Object location annotation records
▬▬▬▬▬▬▬▬▬▬
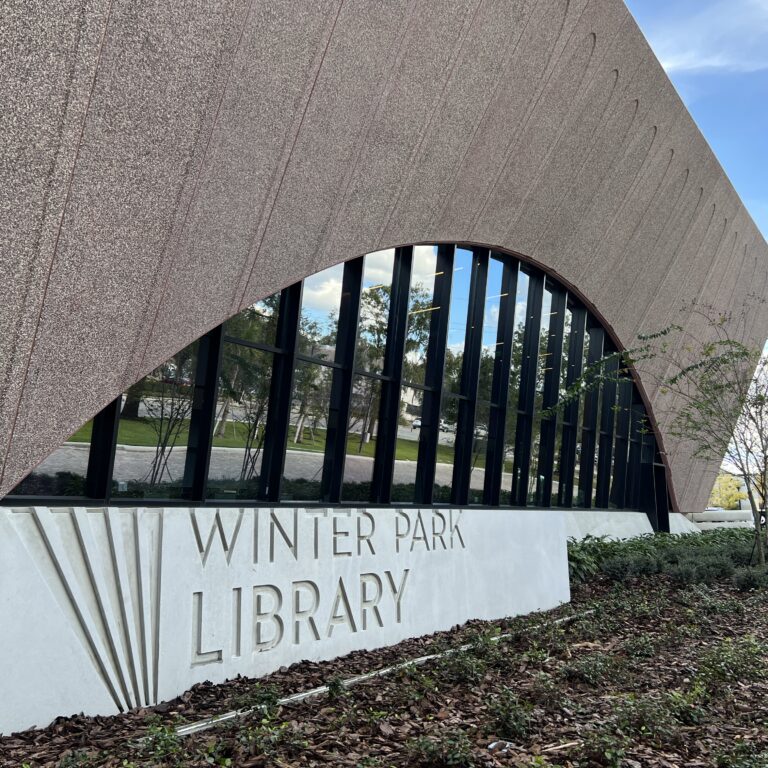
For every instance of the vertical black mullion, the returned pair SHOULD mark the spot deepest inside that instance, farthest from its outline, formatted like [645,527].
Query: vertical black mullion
[389,409]
[646,493]
[101,454]
[571,412]
[280,394]
[633,461]
[523,435]
[470,374]
[430,411]
[341,382]
[621,449]
[203,415]
[588,435]
[662,495]
[494,462]
[605,445]
[550,395]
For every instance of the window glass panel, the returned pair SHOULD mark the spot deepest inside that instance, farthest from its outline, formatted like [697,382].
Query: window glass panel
[407,449]
[63,472]
[239,429]
[542,365]
[479,452]
[319,319]
[578,501]
[457,319]
[598,421]
[303,469]
[362,431]
[561,393]
[153,431]
[493,299]
[420,310]
[257,323]
[521,305]
[374,311]
[446,448]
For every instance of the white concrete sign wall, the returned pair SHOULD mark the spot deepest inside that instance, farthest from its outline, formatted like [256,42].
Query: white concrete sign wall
[104,610]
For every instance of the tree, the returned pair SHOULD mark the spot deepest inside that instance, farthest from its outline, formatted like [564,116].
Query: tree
[714,393]
[721,404]
[168,409]
[726,492]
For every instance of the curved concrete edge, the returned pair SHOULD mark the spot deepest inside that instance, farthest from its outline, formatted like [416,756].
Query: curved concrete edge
[545,129]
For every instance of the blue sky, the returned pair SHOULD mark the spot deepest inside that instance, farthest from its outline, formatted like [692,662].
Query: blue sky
[716,54]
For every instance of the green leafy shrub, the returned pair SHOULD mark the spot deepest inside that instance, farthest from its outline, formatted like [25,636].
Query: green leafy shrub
[714,567]
[639,647]
[269,737]
[733,660]
[683,574]
[595,669]
[748,579]
[510,716]
[647,719]
[604,746]
[451,749]
[461,667]
[163,743]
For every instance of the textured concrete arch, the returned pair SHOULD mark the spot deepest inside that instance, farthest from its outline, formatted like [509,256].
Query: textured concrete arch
[168,164]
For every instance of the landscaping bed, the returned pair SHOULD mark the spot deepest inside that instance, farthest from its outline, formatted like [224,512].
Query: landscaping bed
[661,660]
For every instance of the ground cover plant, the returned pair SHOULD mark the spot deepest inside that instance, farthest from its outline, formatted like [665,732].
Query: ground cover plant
[661,660]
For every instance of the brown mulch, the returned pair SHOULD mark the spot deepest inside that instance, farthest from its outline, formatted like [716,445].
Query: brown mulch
[654,677]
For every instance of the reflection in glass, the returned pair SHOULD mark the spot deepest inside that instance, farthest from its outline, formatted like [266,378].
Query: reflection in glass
[493,299]
[361,438]
[578,500]
[239,429]
[457,320]
[318,322]
[257,323]
[157,412]
[63,472]
[153,430]
[535,480]
[303,469]
[407,450]
[561,393]
[419,312]
[374,311]
[513,399]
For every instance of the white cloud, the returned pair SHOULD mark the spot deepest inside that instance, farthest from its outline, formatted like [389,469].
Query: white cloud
[322,292]
[725,35]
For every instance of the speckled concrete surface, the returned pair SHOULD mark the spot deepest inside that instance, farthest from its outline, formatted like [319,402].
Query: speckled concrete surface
[165,164]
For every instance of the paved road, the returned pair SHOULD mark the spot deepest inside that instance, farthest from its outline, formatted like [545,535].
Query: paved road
[132,463]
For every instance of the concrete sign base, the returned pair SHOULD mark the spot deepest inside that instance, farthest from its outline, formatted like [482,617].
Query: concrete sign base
[108,609]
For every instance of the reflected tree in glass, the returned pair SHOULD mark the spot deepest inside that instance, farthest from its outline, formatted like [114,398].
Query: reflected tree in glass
[168,404]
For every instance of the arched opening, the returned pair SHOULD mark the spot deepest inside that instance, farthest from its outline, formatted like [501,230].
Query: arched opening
[422,375]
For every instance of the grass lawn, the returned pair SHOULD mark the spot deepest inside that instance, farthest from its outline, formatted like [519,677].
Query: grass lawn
[660,661]
[139,432]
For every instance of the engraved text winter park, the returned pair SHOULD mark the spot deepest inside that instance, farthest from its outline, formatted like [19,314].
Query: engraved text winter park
▬▬▬▬▬▬▬▬▬▬
Exercise objective
Rewrite everything in the records above from the line containing "For every instance of the concrete" down to the end of the records, with the requests included and left unchanged, their format samples among them. Multiply every coordinate in the answers by 0.3 and round to the nearest whole number, with halves rounded up.

Answer for this exercise
For every instance of the concrete sign base, the returned pair SHOULD mark the spot deepest inside that instance, farthest from its outline, formatted like [482,617].
Query: concrete sign base
[32,183]
For every instance of the reflected tree in glass, the returned pair SHOULD mark the spot deepest inside that instance, farthest from its outline, formatted like [114,398].
Query: reflected tree in glass
[50,121]
For every instance of the arched opening, the returned pair SHOULD mark the spot deepest inside that instance, farthest from its outline, formatted like [501,230].
Query: arched opening
[127,113]
For every instance of the grass lawn, the returned pair SHOULD mark the spot deepest inside that instance, farthest from its outline, formatted like [519,677].
Query: grass lawn
[198,198]
[42,130]
For every instance of the engraved text winter park, the returned pair SHOULD mark the spot deepest inside that instance, farthest from its outline, formatted like [19,314].
Query: engraved text winter park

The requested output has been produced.